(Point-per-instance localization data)
'''
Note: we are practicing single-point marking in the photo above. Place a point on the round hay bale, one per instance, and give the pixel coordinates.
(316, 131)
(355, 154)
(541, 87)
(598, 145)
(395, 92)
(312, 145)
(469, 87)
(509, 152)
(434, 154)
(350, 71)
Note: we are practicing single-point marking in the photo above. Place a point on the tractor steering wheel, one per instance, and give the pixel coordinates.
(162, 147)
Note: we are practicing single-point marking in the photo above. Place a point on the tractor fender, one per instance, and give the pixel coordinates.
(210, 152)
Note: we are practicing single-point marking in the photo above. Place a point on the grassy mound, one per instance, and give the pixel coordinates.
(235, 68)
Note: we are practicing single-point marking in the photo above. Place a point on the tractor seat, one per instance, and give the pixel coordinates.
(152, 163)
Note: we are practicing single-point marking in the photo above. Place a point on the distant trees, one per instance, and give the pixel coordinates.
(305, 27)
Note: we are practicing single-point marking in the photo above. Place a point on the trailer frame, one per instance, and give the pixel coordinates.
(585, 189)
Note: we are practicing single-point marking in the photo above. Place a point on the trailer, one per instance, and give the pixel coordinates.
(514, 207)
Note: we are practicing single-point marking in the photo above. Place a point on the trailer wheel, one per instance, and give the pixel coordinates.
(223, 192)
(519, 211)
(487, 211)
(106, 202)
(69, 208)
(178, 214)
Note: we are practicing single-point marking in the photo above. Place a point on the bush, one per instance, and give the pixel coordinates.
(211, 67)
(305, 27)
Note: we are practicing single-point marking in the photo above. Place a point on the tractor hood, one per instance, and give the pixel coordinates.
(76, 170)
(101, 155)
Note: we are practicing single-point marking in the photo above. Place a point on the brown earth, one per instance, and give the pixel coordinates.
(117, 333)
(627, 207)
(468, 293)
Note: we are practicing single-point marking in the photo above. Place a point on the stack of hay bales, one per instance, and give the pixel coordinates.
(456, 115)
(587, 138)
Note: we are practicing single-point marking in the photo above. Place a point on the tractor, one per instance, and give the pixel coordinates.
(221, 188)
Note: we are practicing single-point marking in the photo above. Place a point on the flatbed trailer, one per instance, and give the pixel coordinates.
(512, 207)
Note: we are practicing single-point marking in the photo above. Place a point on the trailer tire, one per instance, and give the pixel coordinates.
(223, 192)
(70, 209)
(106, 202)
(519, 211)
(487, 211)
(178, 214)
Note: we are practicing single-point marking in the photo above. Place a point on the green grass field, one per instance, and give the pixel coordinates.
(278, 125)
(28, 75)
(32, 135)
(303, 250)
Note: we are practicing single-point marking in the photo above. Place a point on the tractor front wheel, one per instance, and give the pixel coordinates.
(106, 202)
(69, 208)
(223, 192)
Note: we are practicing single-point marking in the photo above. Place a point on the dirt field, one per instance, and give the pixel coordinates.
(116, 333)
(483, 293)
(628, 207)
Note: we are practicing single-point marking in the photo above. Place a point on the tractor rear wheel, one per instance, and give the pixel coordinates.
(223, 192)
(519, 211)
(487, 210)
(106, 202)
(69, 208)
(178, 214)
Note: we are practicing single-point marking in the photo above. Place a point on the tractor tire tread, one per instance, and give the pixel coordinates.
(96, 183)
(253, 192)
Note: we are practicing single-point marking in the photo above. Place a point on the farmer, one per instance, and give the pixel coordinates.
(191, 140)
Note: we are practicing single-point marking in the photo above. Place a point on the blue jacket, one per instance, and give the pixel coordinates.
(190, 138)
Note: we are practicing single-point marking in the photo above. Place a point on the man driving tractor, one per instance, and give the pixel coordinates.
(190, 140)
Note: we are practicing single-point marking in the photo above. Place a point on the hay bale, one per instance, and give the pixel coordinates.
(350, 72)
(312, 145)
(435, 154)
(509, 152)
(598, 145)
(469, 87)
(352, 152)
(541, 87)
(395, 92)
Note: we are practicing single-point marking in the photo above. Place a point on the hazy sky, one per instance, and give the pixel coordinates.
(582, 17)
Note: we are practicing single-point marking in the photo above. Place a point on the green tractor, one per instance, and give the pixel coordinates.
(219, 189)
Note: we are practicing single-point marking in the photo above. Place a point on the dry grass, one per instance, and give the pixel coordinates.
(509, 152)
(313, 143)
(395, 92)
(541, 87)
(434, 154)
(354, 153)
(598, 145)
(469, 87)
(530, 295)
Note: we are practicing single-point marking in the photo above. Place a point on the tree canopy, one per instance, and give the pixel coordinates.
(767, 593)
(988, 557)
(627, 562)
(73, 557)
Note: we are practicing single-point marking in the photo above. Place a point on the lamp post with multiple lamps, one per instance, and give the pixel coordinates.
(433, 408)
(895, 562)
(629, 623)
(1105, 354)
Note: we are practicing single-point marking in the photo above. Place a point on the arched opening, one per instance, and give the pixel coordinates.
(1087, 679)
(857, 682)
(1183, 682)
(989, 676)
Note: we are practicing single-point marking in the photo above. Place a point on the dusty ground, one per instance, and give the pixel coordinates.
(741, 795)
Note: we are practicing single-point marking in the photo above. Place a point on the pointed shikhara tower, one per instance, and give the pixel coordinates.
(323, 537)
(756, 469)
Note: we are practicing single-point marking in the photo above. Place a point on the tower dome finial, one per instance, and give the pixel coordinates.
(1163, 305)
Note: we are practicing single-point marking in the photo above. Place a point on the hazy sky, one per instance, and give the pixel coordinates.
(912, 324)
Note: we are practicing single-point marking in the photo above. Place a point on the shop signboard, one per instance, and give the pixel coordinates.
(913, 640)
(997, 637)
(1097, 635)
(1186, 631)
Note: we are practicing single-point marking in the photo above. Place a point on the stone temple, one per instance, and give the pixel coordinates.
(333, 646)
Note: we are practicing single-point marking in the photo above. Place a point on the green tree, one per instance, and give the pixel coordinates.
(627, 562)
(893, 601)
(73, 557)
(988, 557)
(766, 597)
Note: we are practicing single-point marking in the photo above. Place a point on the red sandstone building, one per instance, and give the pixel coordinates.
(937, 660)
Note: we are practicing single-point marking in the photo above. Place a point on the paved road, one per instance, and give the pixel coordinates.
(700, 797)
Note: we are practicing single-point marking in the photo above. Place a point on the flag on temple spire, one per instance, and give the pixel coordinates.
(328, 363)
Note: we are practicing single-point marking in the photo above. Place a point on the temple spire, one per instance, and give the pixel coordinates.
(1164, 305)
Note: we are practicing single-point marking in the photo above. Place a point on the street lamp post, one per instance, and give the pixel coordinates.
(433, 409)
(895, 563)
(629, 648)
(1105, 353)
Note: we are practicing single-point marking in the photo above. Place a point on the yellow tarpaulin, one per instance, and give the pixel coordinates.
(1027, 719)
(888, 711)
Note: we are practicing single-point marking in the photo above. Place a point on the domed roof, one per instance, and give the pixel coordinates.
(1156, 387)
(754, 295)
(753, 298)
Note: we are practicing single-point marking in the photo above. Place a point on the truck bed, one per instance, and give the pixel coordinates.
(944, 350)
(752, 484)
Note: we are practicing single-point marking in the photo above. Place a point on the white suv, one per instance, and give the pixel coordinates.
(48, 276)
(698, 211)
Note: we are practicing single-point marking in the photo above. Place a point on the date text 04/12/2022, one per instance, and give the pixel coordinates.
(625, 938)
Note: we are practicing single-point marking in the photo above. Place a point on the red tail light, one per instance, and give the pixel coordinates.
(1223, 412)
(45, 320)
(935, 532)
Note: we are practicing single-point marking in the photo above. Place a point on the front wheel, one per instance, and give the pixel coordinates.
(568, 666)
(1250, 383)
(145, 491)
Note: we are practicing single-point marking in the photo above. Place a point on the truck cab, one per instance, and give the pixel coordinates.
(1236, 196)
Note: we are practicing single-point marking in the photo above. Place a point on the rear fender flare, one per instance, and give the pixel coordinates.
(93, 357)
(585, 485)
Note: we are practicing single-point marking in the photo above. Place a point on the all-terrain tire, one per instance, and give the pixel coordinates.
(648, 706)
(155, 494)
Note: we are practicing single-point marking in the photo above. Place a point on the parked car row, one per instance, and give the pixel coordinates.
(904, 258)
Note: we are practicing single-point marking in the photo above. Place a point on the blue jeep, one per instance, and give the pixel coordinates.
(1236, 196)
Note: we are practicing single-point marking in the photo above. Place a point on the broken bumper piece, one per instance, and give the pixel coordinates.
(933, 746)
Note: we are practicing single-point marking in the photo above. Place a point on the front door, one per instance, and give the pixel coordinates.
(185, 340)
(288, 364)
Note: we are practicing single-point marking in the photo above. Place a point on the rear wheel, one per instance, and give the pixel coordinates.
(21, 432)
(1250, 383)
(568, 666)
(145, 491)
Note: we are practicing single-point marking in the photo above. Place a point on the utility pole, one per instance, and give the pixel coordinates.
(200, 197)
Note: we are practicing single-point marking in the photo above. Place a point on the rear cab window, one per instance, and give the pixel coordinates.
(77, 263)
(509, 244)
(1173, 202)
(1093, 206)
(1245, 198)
'''
What the task requires — Return exactly the line that contains "on the broken" and every line after it, through the last line of the records.

Expected answer —
Note: we are practicing single-point marking in the photo above. Place a point on the broken bumper piece, one per instance, and give the pixel coordinates.
(933, 746)
Note: we are practicing single-point marking in the photo above. Place a point on the front door, one per instance, and give the pixel coordinates.
(185, 340)
(288, 364)
Note: we are practicing single-point marking in the photo above. Place a point on the rear wheel, one per instance, and give the pixel coordinates.
(21, 432)
(1250, 383)
(568, 666)
(145, 491)
Note: we are practicing single-point marking in the photo above. Place a point on the utility pole, one per instance, and give the pixel coordinates.
(200, 197)
Note: we are practicing single-point marking in the photo above. Place a point on the rear cab window, one per instance, and give the pixel coordinates.
(77, 263)
(509, 244)
(1173, 202)
(1093, 206)
(1245, 198)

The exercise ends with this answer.